-- Given problem --
Skip any picture you find and retype all the remaining lines exactly.

— start Data entries —

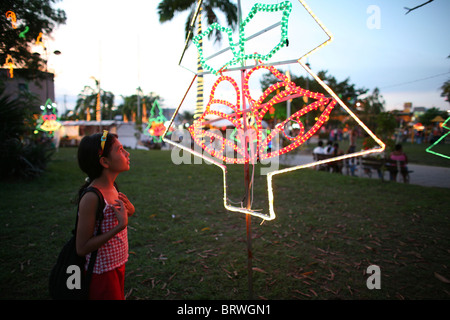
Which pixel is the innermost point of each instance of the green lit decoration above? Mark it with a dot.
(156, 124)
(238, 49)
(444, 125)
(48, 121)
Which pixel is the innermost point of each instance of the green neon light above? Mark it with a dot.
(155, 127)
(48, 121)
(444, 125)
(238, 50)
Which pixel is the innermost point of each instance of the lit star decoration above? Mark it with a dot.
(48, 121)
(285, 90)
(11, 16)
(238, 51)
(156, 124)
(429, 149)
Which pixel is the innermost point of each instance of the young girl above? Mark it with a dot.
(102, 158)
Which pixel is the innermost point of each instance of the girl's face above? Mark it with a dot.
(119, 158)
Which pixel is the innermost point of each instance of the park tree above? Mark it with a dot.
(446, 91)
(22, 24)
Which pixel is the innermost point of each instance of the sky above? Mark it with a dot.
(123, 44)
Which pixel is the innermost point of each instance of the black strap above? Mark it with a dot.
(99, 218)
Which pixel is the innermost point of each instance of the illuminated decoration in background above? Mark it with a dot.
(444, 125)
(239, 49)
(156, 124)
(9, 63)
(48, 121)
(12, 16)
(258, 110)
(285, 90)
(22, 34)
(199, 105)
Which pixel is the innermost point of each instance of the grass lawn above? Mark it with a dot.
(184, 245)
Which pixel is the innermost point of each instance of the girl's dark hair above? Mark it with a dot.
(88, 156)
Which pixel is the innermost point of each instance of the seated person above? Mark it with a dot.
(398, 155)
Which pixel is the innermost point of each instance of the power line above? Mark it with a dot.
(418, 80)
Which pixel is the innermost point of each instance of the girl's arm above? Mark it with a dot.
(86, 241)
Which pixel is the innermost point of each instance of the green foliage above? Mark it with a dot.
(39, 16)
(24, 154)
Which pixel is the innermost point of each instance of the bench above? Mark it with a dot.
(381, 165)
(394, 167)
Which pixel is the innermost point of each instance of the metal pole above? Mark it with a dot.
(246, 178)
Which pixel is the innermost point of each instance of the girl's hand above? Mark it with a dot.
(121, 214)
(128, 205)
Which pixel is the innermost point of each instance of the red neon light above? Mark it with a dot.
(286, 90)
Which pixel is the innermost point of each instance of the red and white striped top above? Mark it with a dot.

— end Data entries —

-- The output --
Which pixel is the innermost point of each instance of the green lit decoration above? Mark it with a dot.
(156, 124)
(238, 49)
(444, 125)
(48, 121)
Which pixel is the innermost point of each instance of the green neon light above? Mark it with a dot.
(155, 127)
(48, 121)
(444, 125)
(238, 50)
Which pixel is the innermost point of each instance of the lit star decoration above? Mark it with a dot.
(48, 121)
(285, 90)
(11, 16)
(238, 51)
(156, 124)
(429, 149)
Which pixel is the innermost point of each instance of the young girl above? Mark it with a dot.
(102, 158)
Which pixel is the innermost point of each instance of the girl's face above? Mark it with a dot.
(119, 158)
Which pixel is the innermost point of each instance of the park tree above? Mark it with a dot.
(446, 91)
(22, 24)
Which pixel is the innermost point of each instance of the sky above? Mark it with a dot.
(123, 44)
Which pixel is the innermost point of each instance of the black strap above? Mark it with a dot.
(99, 218)
Which pixel is the innermost point of each instance of the illuminated decoration in background above? Mark it with a dot.
(444, 125)
(239, 49)
(156, 124)
(9, 63)
(48, 121)
(12, 16)
(258, 110)
(285, 90)
(22, 34)
(199, 105)
Which pixel is the innermost point of each instance of the grass lawn above? Mark it with a dot.
(184, 245)
Which pixel is the innermost point of each instance of the girl's dark hair above? Mark it with a dot.
(88, 156)
Which pixel is the innermost point of each instance of the seated person above? Mark it with a dot.
(398, 155)
Which pixel is the innermost point of each instance of the power line above? Mark it with a dot.
(418, 80)
Which pixel is the innermost point of each instance of the girl's arm above? Mark it with a dot.
(86, 241)
Which pixel is the innermost point of each instance of the green foliage above? Mark it with a dot.
(39, 16)
(24, 154)
Which pixel is the innermost point of each instance of the bench above? Mark it with a dot.
(381, 165)
(394, 167)
Which pixel is the innermost point of each instance of the metal pole above? Mark it with a dot.
(246, 178)
Which pixel is the innermost point of each instance of the girl's hand above? Mark it with a dot.
(121, 214)
(128, 205)
Which pixel is the innermost point of each instance of the red neon light above? Mark it with a dot.
(286, 90)
Which pixel is the innermost point of each instance of the red and white striped top above? Mark it with a dot.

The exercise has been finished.